__SET PROBLEM__.
Each record is to be transcribed exactly.

* * * *

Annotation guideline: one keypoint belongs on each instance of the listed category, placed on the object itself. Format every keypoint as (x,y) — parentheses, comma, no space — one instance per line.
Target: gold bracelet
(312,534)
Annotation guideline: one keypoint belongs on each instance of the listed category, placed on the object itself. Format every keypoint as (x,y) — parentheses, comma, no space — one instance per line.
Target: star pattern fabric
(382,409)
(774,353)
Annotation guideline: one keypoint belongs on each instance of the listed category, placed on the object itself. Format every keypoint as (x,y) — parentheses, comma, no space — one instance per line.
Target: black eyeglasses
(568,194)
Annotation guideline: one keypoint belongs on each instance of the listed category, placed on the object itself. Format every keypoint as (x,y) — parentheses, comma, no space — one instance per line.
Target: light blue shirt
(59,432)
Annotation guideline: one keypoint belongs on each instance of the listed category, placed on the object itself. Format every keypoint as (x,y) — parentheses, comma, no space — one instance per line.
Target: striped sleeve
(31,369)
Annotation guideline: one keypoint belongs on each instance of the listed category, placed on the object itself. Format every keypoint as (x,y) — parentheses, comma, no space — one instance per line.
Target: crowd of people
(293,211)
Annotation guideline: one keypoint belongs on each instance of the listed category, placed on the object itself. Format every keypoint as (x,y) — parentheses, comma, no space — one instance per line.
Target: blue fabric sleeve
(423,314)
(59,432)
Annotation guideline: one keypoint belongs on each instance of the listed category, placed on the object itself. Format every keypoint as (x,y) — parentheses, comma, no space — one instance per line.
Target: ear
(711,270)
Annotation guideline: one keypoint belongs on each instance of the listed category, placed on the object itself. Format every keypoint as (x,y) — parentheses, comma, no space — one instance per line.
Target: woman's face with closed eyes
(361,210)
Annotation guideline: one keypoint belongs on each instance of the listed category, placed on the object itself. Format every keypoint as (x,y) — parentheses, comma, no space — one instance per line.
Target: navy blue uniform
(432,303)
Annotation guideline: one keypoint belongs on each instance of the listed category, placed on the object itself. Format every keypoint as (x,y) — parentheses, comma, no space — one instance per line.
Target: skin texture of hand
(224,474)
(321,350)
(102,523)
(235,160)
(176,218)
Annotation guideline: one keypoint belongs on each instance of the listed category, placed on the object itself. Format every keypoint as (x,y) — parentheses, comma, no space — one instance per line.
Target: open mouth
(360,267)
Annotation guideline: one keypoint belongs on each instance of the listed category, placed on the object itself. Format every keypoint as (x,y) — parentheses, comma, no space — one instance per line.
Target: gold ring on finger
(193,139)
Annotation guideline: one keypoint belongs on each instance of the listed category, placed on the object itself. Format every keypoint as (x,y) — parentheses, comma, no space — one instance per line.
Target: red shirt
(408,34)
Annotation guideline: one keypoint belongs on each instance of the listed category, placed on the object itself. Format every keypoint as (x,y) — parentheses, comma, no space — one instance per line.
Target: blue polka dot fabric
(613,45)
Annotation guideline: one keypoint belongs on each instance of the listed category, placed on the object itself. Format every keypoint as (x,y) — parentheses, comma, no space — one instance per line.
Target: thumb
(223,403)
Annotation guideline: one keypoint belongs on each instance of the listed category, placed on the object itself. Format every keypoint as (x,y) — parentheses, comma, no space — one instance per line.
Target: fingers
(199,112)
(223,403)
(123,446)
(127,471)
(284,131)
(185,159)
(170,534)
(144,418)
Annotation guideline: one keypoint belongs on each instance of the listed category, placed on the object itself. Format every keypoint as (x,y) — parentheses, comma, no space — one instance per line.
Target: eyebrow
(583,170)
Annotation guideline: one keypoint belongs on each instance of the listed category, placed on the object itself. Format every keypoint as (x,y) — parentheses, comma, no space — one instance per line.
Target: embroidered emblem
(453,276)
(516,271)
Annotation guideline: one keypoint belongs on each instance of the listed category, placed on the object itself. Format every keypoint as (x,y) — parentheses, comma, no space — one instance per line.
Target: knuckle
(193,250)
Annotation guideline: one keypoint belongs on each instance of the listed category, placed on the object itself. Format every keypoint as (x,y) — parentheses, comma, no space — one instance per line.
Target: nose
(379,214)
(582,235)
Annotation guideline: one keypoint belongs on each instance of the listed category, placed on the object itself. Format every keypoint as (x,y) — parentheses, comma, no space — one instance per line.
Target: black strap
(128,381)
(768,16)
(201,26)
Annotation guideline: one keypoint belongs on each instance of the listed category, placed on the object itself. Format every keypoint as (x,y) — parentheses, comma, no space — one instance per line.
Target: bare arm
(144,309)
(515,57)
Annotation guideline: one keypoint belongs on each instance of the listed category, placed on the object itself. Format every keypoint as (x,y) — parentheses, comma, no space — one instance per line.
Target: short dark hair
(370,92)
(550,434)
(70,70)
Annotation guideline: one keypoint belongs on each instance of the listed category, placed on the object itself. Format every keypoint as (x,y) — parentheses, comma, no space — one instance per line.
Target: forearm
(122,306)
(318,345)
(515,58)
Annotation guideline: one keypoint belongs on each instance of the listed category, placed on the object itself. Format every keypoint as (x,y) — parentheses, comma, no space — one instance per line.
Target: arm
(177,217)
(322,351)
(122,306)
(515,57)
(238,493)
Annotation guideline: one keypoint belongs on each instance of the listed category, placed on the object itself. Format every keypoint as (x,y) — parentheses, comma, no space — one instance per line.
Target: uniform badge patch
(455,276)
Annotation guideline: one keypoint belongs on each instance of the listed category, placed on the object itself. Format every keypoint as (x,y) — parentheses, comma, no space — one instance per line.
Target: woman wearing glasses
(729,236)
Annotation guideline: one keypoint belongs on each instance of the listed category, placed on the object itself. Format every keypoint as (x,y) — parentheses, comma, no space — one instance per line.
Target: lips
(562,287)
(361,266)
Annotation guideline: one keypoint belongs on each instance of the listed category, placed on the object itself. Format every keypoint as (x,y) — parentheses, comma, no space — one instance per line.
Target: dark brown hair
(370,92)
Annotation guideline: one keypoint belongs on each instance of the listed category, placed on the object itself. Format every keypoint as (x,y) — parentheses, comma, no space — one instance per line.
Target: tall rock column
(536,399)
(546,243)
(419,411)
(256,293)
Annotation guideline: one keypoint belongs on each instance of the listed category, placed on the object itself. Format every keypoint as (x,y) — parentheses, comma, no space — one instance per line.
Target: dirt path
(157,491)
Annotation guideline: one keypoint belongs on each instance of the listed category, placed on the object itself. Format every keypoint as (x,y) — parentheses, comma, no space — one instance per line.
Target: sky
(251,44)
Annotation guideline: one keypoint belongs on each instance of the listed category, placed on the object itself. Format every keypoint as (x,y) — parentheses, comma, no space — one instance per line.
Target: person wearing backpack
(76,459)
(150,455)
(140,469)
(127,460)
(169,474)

* * * *

__EXERCISE ANSWER__.
Annotation guideline: one keypoint belongs on each instance of the listed category, placed on the object itself. Format every keypoint as (x,y) — parentheses, comma, no space — one instance per line.
Target: gold bracelet
(312,534)
Annotation guideline: one keypoint belongs on each instance of the listed category, placed on the object itself. Format every keypoint as (x,y) — parentheses, comma, no space — one instance per line.
Target: star pattern fabric
(382,409)
(774,353)
Annotation guideline: one keypoint belongs on each instance of the listed category, placed on the object itself. Format every keypoint as (x,y) — parentheses, comma, no space — one instance per line.
Target: black eyeglasses
(568,194)
Annotation guideline: one keypoint belongs on each instance of the listed category, placed on the object itself. Format every keypoint as (x,y) — parentheses, comma, no space — one instance per line.
Target: light blue shirt
(59,432)
Annotation guideline: one keypoint belongs on each instance of the listed category, placed on the object itself. Format every keypoint as (x,y) — parentheses, comma, no space — one instance per line.
Target: striped sleeve
(31,369)
Annotation guideline: one keypoint belongs on each instance of the listed category, placed on the object itself. Format every keypoint as (x,y) — parentheses, comma, no space — one instance per line.
Target: crowd of people
(293,211)
Annotation guideline: one keypoint belongs on each instance of the listed category, placed on the object itself. Format every keypoint as (x,y) — parentheses, comma, no space — one instance per line.
Target: blue fabric sleeve
(423,314)
(59,432)
Annotation guideline: one keypoint belongs on each instance of the listed category, placed on the object itself. Format every keypoint as (x,y) — parentheses, comma, no space — one instance per line.
Target: ear
(711,270)
Annotation guideline: one keypoint belongs on each instance of the listed category, placed on the object itself. Format every keypoint as (x,y) — parentheses, comma, no space — one instance per line.
Target: woman's face with closed eyes
(361,210)
Annotation guideline: one keypoint belongs on each instance of the listed category, placed on the object itself. Format every keypoint as (x,y) — parentheses, comma, no space — one instance per line.
Target: navy blue uniform
(432,303)
Annotation guideline: one keypoint belongs on each instance of the listed category, placed on the object itself. Format every keypoint as (x,y) — parentheses, comma, no space — one instance per line.
Target: skin texture of hand
(224,474)
(321,350)
(102,523)
(235,160)
(176,218)
Annotation guideline: one keypoint belongs on each instance of the listed category, placed on the object itself. Format every keypoint as (x,y) — parentheses, comma, no space — one instance per line.
Target: open mouth
(360,267)
Annotation guideline: one keypoint belongs on each instance of the listed category, placed on the object itself. Format every keypoint as (x,y) — parentheses, comma, no space — one instance per line.
Target: gold ring on finger
(193,139)
Annotation guideline: one keypoint belongs on each instance of the listed category, placed on the object itself. Format every keypoint as (x,y) — parentheses, comma, no space — one instance per line.
Target: red shirt
(408,34)
Annotation guideline: one keypoint belongs on each instance of the listed category, placed on the object itself. Format every keypoint as (x,y) — parentheses, comma, no space — one instance per line.
Target: blue polka dot fabric
(613,45)
Annotation guideline: one keypoint belongs on each instance of the listed category, placed on the object itself. Format every keypoint as (x,y) — parentheses, comma, no space — one instance per line.
Target: thumb
(223,403)
Annotation guideline: one keypoint belongs on each instance of the listed category, placed on the object itself. Format every keypoint as (x,y) — parentheses, comma, no space — one instance per line.
Target: fingers
(199,112)
(223,403)
(123,446)
(127,471)
(284,131)
(185,159)
(170,534)
(144,418)
Annotation guideline: one keypoint belongs on each instance of the listed category, placed on the object itself. Format every keypoint as (x,y) — parentheses, comma, no space — one instance per line.
Target: eyebrow
(583,170)
Annotation guideline: one keypoint belongs on each instance of the listed category, placed on the object itself. Format every keypoint as (x,y) — parentheses, comma, no space — one instance per line.
Target: embroidered emblem
(453,276)
(516,271)
Annotation guideline: one keypoint belongs on each instance of the listed category, placed on the object itself. Format every keypoint as (x,y) — parentheses, comma, no space — one instance per line.
Target: knuckle
(193,250)
Annotation guideline: one keypoint belongs on each instance of the listed category, placed on the object itself. Format every keypoint as (x,y) — parentheses, comma, no space — one instance per line.
Target: nose
(379,214)
(582,235)
Annotation guideline: one keypoint belongs on each instance of the listed category, placed on the object itself. Format every keypoint as (x,y) — parentheses, comma, no space — one instance per line.
Target: black strap
(128,381)
(768,16)
(201,26)
Annotation guideline: one keypoint belongs on each instance of the listed category, placed on the object itself. Format every keypoint as (x,y) — parentheses, comma, no space — one instance per line.
Target: bare arm
(144,309)
(515,57)
Annotation guideline: one keypoint belongs on each instance of the listed category, placed on the object itself. Format every keypoint as (x,y) — parentheses, comma, no space — one instance per line.
Target: short dark hair
(370,92)
(550,434)
(70,70)
Annotation guideline: one keypoint belongs on each instance of the listed category, placed on the object itself. Format every keypoint as (x,y) — parentheses, comma, no space — one instance per line.
Target: forearm
(122,306)
(318,345)
(515,58)
Annotation guideline: one keypoint belongs on each instance of the listed category, placed on the object itself. Format every keypoint as (x,y) — parentheses, comma, no space — one instance per line.
Target: arm
(177,217)
(322,351)
(122,306)
(515,57)
(238,493)
Annotation guideline: one keypoint belongs on each instance of the listed category, placed on the object itself. Format every keypoint as (x,y) — parentheses, comma, no space — one instance per line.
Target: uniform badge patch
(455,276)
Annotation guideline: one keypoint belongs on each instance of the listed category, placed on the object itself. Format every keypoint as (x,y) — parentheses, comma, no space — one instance per line.
Target: woman wearing glasses
(729,236)
Annotation guideline: one keypoint belongs on each instance of the listed category, placed on the object itself. Format every keypoint as (x,y) — parentheses, comma, no space — one instance per line.
Target: lips
(562,287)
(361,266)
Annotation guideline: one keypoint belongs on each instance of the listed category, placed on the object itself. Format every keypoint as (x,y) — parentheses, comma, no space — one instance per line.
Target: dark brown hair
(370,92)
Annotation guideline: one keypoint belongs on each instance of the listed category, placed on the object itself. Format every keypoint as (x,y) — parentheses, comma, no space — one instance per line.
Target: tall rock column
(536,399)
(546,243)
(419,411)
(256,293)
Annotation guideline: one keypoint belongs on each instance of the listed category, placed on the object itself. Format every keypoint as (x,y) — parentheses, comma, no space — one instance per line.
Target: dirt path
(157,491)
Annotation guideline: one keypoint belongs on each instance of the listed category, placed on the object itself. Format every keypoint as (x,y) — parentheses, comma, no space — one instance per line.
Target: sky
(251,44)
Annotation guideline: one keypoint belongs on each instance of the listed category, placed on the object itself. Format every keypoint as (x,y) — parentheses, comma, no space — one instance per line.
Target: person wearing backpack
(76,459)
(150,455)
(140,469)
(127,460)
(169,474)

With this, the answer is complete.